GIVEN ENTRIES:
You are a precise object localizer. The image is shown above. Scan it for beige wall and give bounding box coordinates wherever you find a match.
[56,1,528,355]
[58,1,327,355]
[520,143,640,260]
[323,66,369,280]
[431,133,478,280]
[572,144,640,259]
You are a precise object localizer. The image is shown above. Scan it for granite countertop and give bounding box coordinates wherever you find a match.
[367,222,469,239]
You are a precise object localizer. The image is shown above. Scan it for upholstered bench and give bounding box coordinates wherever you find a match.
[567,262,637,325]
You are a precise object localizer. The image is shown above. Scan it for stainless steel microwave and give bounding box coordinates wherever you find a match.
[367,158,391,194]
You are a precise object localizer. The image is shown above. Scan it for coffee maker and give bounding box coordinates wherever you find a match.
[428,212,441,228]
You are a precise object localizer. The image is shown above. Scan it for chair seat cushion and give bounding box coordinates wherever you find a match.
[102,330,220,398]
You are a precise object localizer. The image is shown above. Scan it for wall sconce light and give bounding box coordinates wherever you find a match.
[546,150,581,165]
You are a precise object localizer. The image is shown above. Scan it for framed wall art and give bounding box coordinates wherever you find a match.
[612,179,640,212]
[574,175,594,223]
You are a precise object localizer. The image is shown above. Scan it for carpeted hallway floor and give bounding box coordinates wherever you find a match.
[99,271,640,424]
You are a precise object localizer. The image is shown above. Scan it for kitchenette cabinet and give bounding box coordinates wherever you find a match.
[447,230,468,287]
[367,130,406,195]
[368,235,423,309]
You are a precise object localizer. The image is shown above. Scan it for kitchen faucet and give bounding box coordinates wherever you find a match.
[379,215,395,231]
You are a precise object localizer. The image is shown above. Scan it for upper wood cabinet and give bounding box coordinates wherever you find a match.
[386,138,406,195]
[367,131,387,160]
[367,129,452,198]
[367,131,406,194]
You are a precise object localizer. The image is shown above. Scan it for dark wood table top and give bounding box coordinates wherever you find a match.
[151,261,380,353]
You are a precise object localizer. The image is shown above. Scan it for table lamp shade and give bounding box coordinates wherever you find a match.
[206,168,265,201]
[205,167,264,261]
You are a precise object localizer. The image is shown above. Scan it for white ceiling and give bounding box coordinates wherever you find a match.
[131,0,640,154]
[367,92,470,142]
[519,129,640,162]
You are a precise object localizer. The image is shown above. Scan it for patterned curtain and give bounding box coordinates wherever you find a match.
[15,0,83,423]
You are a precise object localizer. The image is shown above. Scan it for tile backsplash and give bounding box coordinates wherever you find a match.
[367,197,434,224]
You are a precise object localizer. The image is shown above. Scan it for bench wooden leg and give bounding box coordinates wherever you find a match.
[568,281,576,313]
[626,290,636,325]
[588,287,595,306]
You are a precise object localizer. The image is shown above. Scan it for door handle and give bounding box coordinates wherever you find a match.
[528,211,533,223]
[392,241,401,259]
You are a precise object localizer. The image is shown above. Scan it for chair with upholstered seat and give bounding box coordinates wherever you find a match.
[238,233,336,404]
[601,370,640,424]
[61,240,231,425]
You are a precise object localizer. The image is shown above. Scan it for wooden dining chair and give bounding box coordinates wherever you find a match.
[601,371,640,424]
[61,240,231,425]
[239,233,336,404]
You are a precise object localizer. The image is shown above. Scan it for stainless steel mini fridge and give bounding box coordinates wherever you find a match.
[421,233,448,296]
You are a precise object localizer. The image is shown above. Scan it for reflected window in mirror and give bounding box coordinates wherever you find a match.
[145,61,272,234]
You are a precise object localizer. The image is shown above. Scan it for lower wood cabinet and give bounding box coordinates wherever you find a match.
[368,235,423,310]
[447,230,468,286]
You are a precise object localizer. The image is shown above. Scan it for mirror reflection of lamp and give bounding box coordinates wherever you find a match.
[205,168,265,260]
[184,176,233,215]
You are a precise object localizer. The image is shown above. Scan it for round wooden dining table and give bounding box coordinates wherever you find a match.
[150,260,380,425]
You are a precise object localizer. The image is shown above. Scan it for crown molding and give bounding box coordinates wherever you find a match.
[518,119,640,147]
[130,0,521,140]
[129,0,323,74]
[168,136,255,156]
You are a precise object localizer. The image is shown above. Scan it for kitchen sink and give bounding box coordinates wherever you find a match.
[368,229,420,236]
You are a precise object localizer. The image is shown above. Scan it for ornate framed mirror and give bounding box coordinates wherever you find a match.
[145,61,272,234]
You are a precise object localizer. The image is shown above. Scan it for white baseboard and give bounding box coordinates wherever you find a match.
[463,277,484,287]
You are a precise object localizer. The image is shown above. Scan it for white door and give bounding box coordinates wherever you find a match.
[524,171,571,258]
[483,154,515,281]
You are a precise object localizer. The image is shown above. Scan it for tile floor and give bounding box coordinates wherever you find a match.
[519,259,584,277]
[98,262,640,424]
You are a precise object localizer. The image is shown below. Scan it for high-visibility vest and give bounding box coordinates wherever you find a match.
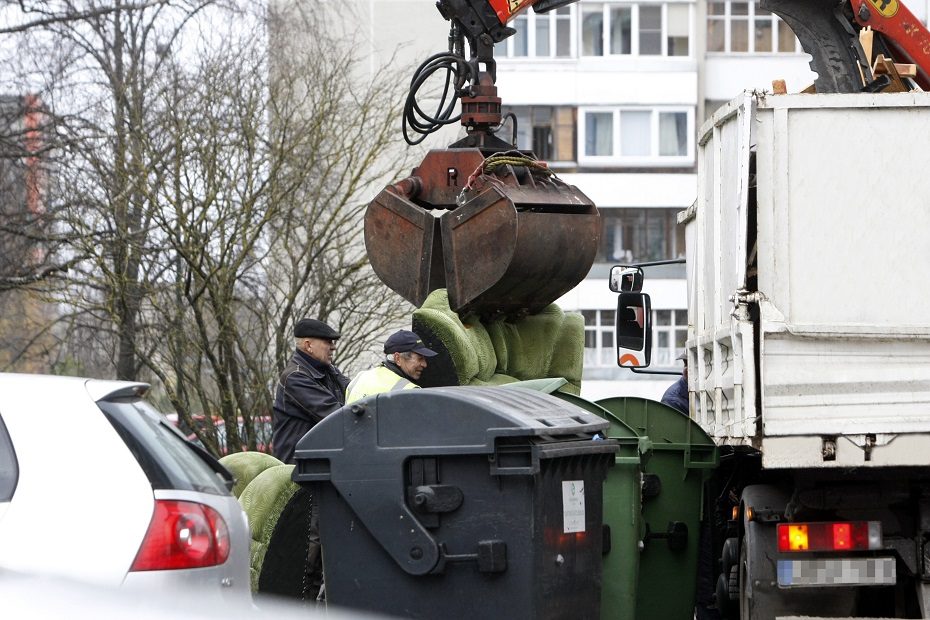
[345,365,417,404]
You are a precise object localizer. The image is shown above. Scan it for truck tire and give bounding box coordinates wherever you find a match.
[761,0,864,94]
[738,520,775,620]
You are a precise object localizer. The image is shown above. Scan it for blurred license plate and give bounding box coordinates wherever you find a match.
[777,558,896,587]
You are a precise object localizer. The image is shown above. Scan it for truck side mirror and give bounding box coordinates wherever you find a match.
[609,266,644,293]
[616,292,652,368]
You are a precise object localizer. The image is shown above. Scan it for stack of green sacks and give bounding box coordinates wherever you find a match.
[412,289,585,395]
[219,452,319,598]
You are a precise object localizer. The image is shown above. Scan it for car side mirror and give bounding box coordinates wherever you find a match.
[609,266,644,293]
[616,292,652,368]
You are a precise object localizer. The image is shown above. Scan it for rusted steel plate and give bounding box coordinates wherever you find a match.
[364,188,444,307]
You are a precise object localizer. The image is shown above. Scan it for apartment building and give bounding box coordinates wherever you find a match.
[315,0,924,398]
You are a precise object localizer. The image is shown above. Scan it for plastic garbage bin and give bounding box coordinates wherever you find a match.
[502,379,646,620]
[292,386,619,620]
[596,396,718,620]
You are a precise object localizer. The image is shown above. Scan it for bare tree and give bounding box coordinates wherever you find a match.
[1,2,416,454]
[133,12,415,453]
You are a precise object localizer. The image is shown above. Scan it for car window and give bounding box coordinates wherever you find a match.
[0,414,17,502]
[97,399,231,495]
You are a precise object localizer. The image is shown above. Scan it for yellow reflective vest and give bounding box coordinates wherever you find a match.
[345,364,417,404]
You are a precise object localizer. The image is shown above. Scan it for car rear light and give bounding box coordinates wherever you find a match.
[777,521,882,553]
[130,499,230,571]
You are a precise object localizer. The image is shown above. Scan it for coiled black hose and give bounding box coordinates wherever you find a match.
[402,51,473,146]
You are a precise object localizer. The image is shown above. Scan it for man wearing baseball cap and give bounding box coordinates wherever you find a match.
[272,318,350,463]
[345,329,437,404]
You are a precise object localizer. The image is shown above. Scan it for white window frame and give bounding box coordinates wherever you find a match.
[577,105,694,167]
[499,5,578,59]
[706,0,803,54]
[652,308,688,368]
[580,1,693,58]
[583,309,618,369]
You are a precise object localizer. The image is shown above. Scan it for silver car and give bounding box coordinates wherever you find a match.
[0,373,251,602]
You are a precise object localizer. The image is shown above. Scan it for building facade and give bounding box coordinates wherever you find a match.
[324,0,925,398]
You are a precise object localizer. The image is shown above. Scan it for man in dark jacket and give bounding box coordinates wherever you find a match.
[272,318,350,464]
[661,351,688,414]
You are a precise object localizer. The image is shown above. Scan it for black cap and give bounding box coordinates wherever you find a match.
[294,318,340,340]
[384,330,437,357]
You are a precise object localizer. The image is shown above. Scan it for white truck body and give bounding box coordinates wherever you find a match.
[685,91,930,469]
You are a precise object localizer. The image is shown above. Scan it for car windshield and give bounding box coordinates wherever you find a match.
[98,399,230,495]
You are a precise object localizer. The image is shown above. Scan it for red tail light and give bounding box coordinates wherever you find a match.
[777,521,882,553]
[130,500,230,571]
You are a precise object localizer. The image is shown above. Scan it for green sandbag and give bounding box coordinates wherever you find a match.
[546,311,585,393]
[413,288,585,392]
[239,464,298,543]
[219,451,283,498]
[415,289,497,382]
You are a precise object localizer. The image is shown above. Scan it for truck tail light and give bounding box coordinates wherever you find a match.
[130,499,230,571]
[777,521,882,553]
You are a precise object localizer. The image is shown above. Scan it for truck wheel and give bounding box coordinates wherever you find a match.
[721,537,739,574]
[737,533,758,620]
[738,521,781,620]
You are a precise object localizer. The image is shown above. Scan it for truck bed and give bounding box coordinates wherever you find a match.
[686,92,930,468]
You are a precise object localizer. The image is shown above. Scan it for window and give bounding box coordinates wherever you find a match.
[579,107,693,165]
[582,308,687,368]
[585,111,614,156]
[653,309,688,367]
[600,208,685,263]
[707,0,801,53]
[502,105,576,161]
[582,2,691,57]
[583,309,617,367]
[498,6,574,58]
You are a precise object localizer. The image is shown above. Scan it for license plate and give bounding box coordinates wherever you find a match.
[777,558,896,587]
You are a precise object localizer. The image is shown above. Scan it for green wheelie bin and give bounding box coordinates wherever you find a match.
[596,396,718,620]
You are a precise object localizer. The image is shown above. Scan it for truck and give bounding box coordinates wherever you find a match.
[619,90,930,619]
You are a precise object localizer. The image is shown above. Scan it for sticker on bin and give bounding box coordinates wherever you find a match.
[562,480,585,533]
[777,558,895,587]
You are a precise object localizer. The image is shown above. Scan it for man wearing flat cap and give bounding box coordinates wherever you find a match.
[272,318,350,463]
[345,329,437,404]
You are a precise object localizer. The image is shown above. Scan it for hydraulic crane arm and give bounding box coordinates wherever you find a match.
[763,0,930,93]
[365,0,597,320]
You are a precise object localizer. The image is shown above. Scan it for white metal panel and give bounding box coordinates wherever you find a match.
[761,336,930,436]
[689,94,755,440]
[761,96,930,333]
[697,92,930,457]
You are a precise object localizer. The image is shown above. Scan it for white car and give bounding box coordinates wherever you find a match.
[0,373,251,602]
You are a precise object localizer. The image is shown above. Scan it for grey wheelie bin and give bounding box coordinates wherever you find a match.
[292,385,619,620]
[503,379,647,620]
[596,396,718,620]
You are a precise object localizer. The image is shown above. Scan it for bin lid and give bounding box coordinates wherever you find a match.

...

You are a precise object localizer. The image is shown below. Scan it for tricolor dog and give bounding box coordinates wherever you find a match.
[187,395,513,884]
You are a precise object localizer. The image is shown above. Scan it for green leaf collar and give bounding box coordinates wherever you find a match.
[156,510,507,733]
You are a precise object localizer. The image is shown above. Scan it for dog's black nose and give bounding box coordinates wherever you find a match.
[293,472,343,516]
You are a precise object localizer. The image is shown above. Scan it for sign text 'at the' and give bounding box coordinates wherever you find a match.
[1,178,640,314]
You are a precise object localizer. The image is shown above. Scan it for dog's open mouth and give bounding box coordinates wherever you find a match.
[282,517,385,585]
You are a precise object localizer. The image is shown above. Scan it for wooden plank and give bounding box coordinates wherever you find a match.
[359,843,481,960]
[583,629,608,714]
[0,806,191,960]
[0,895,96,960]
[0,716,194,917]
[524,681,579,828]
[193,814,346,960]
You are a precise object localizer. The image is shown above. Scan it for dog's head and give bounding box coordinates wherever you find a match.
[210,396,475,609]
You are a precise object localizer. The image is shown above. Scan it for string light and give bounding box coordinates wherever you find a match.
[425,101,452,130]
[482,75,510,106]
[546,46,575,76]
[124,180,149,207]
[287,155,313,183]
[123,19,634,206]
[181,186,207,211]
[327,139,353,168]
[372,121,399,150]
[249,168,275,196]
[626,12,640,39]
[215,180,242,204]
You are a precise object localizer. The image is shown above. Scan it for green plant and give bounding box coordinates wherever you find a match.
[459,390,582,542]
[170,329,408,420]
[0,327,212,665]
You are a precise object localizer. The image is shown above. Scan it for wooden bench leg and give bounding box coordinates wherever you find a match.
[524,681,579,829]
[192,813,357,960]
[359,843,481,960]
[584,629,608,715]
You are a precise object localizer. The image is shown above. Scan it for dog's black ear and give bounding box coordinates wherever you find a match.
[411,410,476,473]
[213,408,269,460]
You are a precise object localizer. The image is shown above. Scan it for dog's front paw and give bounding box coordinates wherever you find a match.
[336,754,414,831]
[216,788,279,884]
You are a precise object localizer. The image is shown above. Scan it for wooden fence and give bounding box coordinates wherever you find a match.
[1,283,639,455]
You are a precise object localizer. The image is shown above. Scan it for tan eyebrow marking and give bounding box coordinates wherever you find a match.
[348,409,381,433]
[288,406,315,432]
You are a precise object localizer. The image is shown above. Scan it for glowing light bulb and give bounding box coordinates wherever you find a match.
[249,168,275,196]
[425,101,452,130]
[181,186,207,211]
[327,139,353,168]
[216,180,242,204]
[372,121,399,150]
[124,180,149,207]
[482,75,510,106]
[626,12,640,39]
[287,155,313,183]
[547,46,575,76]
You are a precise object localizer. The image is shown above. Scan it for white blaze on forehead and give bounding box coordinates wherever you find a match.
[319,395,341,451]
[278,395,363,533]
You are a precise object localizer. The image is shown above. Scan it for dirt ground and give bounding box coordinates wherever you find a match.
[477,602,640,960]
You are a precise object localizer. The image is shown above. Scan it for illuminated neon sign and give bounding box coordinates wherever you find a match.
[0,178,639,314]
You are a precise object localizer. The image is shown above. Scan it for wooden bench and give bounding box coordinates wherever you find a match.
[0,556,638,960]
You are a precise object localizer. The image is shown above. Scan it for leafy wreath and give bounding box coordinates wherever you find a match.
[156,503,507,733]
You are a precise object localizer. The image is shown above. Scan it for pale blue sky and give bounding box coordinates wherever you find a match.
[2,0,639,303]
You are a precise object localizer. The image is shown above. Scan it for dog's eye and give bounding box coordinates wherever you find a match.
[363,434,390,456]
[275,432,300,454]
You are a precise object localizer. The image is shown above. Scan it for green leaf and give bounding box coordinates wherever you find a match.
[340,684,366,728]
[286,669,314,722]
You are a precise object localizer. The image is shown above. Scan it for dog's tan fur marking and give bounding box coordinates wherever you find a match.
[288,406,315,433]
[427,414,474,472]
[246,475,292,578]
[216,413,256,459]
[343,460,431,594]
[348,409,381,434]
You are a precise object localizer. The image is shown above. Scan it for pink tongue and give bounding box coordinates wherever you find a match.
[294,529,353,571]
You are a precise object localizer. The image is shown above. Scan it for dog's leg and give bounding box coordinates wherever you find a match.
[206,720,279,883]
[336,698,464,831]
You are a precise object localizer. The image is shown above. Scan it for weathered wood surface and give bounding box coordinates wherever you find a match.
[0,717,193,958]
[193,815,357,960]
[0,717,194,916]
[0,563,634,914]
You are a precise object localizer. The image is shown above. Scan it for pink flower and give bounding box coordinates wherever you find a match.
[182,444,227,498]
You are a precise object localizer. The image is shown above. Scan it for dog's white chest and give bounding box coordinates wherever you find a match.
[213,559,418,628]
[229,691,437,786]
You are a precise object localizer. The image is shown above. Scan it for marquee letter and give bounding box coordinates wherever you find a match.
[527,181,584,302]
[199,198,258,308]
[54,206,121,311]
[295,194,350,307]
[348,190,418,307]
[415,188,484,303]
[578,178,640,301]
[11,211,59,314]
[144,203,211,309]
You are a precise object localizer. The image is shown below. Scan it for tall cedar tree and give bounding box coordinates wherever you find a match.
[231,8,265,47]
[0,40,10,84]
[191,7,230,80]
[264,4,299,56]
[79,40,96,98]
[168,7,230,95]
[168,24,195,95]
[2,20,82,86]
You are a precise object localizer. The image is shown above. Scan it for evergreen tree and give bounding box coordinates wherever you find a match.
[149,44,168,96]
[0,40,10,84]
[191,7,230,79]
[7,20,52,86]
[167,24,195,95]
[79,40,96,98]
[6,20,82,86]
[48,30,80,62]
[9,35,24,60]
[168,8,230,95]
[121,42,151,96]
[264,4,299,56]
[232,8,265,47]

EXERCISE BRIEF: Word for word, restate the lines above from the line containing "for white car" through the line containing "for bin lid", with both included and nothing else.

TASK ANSWER:
You are a precise object localizer. The image is shown above. Scan it for white car and give bounding box coordinates wherever you find a match.
[0,373,251,602]
You are a precise object localizer. The image is shown above. Scan it for grey wheelie bin and give bounding box coordinates wherever you find a match.
[292,385,619,620]
[503,379,647,620]
[596,396,718,620]
You are a precise object localizer. The image is shown above. Scan it for bin lid and give bounding box coordinates wherever you find a match.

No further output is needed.